>> BEGIN Extracted entries

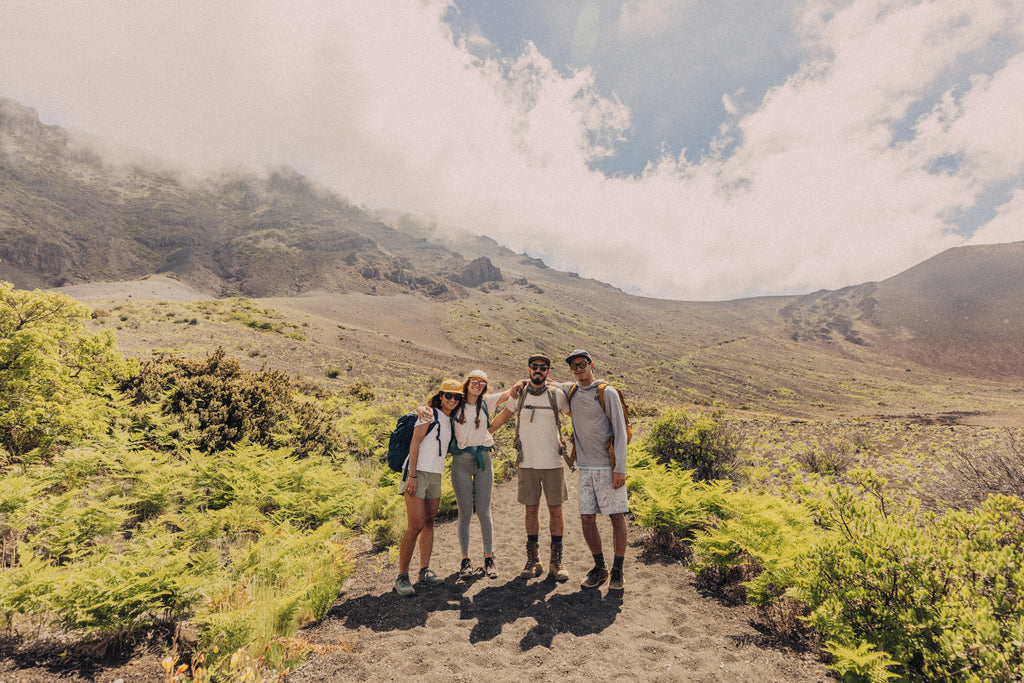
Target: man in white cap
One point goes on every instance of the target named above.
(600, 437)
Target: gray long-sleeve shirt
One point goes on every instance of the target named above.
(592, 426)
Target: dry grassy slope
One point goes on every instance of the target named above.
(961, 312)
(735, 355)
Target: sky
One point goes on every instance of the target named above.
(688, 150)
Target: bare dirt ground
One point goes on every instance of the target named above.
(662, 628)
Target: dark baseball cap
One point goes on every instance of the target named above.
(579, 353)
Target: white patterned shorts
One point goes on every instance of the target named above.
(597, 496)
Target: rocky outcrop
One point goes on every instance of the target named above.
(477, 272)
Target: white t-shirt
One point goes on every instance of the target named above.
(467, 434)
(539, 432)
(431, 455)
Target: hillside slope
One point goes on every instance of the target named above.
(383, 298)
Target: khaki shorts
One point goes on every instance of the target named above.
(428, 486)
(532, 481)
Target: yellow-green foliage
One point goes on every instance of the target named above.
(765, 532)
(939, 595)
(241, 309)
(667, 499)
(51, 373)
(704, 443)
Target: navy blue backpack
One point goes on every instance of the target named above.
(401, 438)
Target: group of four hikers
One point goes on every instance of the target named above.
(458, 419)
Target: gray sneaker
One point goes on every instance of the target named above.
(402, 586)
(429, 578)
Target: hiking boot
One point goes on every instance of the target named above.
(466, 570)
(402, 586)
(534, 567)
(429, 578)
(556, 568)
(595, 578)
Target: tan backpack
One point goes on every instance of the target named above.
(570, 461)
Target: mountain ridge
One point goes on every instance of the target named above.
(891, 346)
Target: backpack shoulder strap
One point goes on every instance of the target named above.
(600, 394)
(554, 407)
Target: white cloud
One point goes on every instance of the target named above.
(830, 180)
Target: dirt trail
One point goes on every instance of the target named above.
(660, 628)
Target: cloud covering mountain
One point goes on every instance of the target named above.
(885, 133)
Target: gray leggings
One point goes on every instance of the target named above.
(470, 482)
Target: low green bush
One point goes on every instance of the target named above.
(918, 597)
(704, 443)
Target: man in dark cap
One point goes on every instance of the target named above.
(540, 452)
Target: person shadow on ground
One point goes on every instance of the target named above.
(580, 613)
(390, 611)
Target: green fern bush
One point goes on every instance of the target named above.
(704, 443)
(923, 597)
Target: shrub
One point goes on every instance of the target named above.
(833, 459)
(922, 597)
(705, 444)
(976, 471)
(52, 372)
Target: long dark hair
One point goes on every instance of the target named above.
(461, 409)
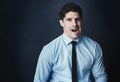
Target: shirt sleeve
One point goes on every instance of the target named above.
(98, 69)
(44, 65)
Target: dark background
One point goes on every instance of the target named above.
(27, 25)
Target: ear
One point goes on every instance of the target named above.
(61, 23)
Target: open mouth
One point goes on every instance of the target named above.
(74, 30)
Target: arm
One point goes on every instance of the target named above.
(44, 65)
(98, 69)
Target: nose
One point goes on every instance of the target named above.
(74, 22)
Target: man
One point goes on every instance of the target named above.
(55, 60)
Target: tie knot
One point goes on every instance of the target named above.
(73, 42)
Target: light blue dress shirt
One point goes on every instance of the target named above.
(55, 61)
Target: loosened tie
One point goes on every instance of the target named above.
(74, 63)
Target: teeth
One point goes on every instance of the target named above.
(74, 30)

>> END Extracted entries
>> BEGIN Extracted entries

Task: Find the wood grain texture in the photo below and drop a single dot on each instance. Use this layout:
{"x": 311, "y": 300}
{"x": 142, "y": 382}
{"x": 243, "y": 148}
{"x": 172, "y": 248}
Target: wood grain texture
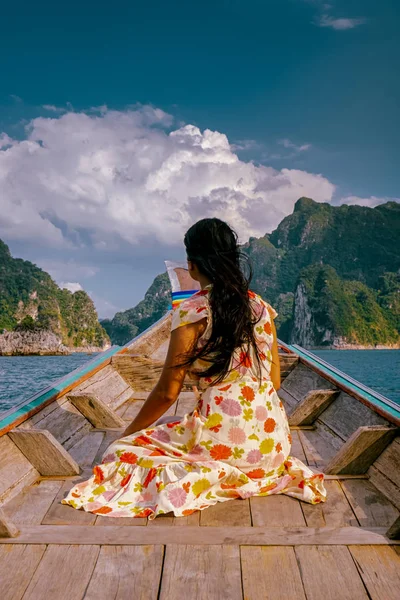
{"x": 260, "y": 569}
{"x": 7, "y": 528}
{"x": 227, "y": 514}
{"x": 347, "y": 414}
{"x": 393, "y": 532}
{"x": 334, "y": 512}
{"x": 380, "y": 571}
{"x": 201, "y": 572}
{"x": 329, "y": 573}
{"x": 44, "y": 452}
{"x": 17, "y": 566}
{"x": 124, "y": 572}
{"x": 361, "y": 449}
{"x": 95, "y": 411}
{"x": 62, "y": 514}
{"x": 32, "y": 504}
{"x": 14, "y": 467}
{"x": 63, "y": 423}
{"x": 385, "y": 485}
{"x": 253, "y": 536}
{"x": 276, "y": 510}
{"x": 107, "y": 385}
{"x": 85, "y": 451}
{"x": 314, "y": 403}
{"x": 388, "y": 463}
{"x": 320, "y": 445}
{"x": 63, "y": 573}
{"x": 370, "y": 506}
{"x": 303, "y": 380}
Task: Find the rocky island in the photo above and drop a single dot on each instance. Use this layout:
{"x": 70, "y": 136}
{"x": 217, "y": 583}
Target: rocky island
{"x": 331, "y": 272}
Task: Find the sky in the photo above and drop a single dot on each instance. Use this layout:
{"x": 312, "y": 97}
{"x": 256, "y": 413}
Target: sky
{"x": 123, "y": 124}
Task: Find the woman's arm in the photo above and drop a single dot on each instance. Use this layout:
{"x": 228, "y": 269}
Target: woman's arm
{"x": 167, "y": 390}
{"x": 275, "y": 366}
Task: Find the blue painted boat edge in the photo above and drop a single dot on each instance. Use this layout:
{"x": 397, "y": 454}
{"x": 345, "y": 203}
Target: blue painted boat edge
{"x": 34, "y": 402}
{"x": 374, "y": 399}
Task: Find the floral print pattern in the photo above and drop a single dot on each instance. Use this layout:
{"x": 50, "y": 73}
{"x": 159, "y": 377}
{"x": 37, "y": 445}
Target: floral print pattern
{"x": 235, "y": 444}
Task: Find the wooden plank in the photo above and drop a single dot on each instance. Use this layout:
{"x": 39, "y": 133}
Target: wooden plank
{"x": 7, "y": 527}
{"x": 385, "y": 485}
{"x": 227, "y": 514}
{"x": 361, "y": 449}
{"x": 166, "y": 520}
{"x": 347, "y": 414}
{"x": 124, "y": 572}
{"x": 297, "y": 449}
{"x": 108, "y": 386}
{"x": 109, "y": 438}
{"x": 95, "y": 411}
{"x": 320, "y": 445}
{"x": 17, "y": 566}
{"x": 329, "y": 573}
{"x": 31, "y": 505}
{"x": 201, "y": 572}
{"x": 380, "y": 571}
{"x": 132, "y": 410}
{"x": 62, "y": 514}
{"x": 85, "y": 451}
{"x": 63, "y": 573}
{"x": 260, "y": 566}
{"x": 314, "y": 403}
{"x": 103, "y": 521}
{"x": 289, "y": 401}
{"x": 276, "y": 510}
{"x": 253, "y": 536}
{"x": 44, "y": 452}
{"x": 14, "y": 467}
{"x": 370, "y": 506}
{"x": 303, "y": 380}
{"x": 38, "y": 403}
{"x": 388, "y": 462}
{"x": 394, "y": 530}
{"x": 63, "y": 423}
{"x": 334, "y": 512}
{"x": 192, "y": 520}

>> END Extracted entries

> **Given task**
Please count how many lines of the records contain the word "green" and reply with only that number.

> **Task response**
3